That's what several people told me during the last two months, when I reached out to a few dozen anonymous contacts through Craigslist posts, message boards, and mutual friends. If it wasn't dead, one admitted, it was so small no one would run the risk of blowing cover by talking to a journalist.

But, on the condition of anonymity, one area veteran did agree to speak and to share not only the real details of often-glamorized swinger parties but also to discuss the fulfillment one can find far beyond sex in such a club.

There are people who go into this with the Hollywood-fed idea that this is what all the cool kids do. They don't typically last. I have seen people who came in the front door, looked around, and walked right back out. Everyone has a picture in their minds of what these encounters are like. It's just usually not like that. Mostly, the people are not movie stars. They're ordinary folks.

## DATA RECORDS:

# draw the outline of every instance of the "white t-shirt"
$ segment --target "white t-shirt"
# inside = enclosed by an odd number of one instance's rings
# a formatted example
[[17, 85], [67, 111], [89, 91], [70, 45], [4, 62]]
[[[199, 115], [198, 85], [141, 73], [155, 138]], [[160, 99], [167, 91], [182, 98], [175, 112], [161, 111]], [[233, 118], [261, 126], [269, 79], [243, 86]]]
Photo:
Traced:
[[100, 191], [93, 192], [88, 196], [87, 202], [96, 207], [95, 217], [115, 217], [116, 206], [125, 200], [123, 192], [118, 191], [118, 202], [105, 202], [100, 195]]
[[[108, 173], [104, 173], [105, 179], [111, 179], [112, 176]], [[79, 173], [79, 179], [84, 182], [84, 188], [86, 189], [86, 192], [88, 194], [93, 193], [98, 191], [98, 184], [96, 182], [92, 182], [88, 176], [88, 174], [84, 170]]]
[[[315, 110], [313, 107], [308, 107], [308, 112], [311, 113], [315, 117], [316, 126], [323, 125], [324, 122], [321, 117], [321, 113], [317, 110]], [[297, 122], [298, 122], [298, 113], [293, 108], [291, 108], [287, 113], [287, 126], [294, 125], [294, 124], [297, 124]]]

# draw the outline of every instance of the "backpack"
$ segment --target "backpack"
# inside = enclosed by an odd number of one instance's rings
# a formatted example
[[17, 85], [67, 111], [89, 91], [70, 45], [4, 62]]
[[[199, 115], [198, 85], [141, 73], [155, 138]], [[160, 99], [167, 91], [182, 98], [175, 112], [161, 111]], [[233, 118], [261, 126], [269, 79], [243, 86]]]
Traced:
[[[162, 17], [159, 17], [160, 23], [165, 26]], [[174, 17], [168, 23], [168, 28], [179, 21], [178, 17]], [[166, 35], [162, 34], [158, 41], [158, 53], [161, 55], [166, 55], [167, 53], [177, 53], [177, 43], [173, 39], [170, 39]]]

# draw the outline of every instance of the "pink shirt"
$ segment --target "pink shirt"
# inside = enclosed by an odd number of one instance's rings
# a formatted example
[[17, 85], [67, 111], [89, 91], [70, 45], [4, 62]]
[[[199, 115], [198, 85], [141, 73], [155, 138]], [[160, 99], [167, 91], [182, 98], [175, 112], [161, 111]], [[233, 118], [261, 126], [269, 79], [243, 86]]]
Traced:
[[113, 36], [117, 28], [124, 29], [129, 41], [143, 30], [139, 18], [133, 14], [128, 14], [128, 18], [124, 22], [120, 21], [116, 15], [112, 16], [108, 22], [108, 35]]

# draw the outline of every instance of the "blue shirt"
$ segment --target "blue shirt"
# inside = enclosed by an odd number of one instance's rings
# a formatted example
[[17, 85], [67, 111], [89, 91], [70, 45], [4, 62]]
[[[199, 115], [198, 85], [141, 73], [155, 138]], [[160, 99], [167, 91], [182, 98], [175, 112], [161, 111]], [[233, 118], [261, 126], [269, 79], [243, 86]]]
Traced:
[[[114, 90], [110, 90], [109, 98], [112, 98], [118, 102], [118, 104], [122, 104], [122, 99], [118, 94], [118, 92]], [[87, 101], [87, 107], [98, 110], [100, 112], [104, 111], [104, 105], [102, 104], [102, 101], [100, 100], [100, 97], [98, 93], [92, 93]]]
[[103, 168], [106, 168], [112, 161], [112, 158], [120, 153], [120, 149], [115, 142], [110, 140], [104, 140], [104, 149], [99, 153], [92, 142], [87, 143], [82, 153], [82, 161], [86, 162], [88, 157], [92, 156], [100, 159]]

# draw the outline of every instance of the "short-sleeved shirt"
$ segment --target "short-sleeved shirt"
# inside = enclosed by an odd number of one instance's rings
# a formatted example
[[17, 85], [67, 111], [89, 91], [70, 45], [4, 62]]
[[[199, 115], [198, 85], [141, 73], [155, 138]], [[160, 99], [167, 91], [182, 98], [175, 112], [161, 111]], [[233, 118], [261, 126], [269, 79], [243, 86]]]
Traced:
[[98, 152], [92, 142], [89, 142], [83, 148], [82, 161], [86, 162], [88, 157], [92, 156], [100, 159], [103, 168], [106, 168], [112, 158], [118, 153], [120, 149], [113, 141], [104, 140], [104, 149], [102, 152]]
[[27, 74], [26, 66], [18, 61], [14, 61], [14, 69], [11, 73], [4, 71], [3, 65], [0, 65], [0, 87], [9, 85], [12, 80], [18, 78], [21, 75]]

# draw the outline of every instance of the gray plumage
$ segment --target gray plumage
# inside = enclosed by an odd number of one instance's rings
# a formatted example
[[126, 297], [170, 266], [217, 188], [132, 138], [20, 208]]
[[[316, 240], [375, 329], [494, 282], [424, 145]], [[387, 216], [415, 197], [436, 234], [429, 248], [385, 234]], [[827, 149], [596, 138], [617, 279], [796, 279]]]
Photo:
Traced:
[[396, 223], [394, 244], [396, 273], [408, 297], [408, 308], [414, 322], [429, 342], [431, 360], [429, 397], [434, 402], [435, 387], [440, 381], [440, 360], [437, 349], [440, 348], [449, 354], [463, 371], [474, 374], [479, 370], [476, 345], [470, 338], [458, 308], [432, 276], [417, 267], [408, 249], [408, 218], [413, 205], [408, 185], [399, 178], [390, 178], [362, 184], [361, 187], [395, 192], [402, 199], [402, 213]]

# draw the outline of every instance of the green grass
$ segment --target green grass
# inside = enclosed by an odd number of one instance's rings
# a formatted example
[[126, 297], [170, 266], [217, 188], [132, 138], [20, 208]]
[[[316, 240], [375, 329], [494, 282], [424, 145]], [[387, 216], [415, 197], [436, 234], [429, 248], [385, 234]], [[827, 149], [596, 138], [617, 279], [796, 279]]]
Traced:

## SHORT TASK 1:
In the interview excerpt, retype the passage from "That's what several" to "such a club.".
## SHORT TASK 2:
Answer these questions from the interview excerpt:
(a) Over what period did the writer reach out to anonymous contacts?
(b) On what condition did the area veteran agree to speak?
(c) According to the speaker, what are most of the people, rather than movie stars?

## TASK RESPONSE 1:
That's what several people told me during the last two months, when I reached out to a few dozen anonymous contacts through Craigslist posts, message boards, and mutual friends. If it wasn't dead, one admitted, it was so small no one would run the risk of blowing cover by talking to a journalist.

But, on the condition of anonymity, one area veteran did agree to speak and to share not only the real details of often-glamorized swinger parties but also to discuss the fulfillment one can find far beyond sex in such a club.

## TASK RESPONSE 2:
(a) The last two months.
(b) On the condition of anonymity.
(c) Ordinary folks.